_Brano_.
· · · · ·

Di recente la Suprema Corte ha ritenuto necessario stabilire quale sia la nozione di «prova nuova» ai fini della decisione sull'istanza di revoca ex art. 7 della legge n. 1423 del 1956 ed in particolare se essa coincida con la nozione di prova accolta dalle Sezioni Unite con la sentenza Lo Duca in relazione all'istituto della revocazione disciplinato dall'art. 28 del d.lgs. n. 159 del 2011, ovvero se la nozione di «prova nuova» includa anche le prove preesistenti alla definizione del procedimento di prevenzione, che, sebbene astrattamente deducibili in tale sede, non siano state dedotte e valutate ex art. 630 cod. proc. pen., in conformità alla nozione di «prova nuova» elaborata ai fini della revisione.

Pertanto, sussistendo un contrasto tra diversi orient amenti, con la sentenza n. 9996/2025 ha rimesso alle Sezioni Unite affinché le stesse si esprimano sulla seguente questione: “Se, ai fini della revoca della confisca ai sensi dell'art. 7, comma 2, legge 27 dicembre 1956, n. 1423 (nei procedimenti di prevenzione ai quali non si applica ratione temporis l'art. 28 del d.lgs. 6 settembre 2011, n. 159), la nozione di "prova nuova" includa anche le 25 prove preesistenti alla definizione del procedimento che, sebbene astrattamente deducibili in tale sede, non siano però state dedotte e valutate, in conformità alla nozione di "prova nuova" come elaborata ai fini della revisione ex art. 630 cod. proc. pen. ” (aggiornamento del 28 marzo 2025).

I criteri introdotti dalla legge delega n. 136/2010

La l. n. 136/2010 di delega al Governo per l'emanazione di un codice delle leggi antimafia e delle misure di prevenzione ha espressamente previsto i criteri e le direttive al legislatore delegato per la revocazione della confisca definitiva.

· · · · ·

_Consegna_. Prosegui il brano sulla revoca della confisca a partire dalla sua ultima frase. Le righe che seguono non hanno alcun legame con il brano sulla revoca della confisca.

_Materiale raccolto_.
· · · · ·

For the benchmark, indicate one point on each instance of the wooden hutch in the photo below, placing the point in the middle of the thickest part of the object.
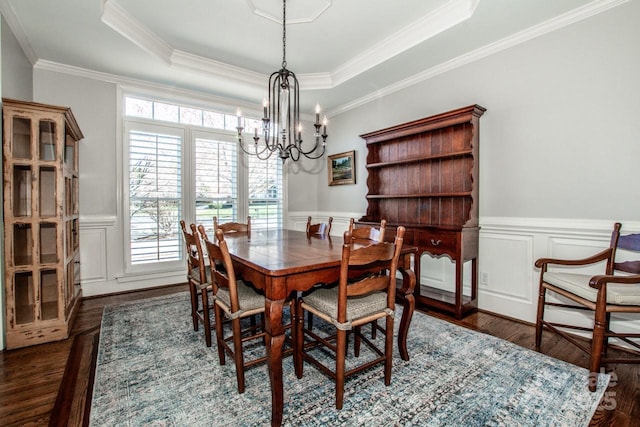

· · · · ·

_Esito della consegna_.
In particolare se ne è stabilita l'operatività quando: a) siano scoperte nuove prove decisive sopravvenute in epoca successiva alla conclusione del procedimento di prevenzione; b) i fatti accertati con sentenze penali definitive escludano in modo assoluto l'esistenza dei presupposti di applicazione della confisca; c) la decisione di confisca sia stata pronunciata sulla scorta essenziale di atti riconosciuto come falsi o sulla base di falsità in giudizio o di fatti previsti come reato; d) si possa dimostrare il difetto originario dei presupposti per la confisca.

Ulteriore condizione è che si agisse in revocazione entro sei mesi dalla data in cui si era verificata una delle condizioni indicate o in un termine maggiore se l'interessato avesse dimostrato di non aver avuto conoscenza per causa a lui non imputabile.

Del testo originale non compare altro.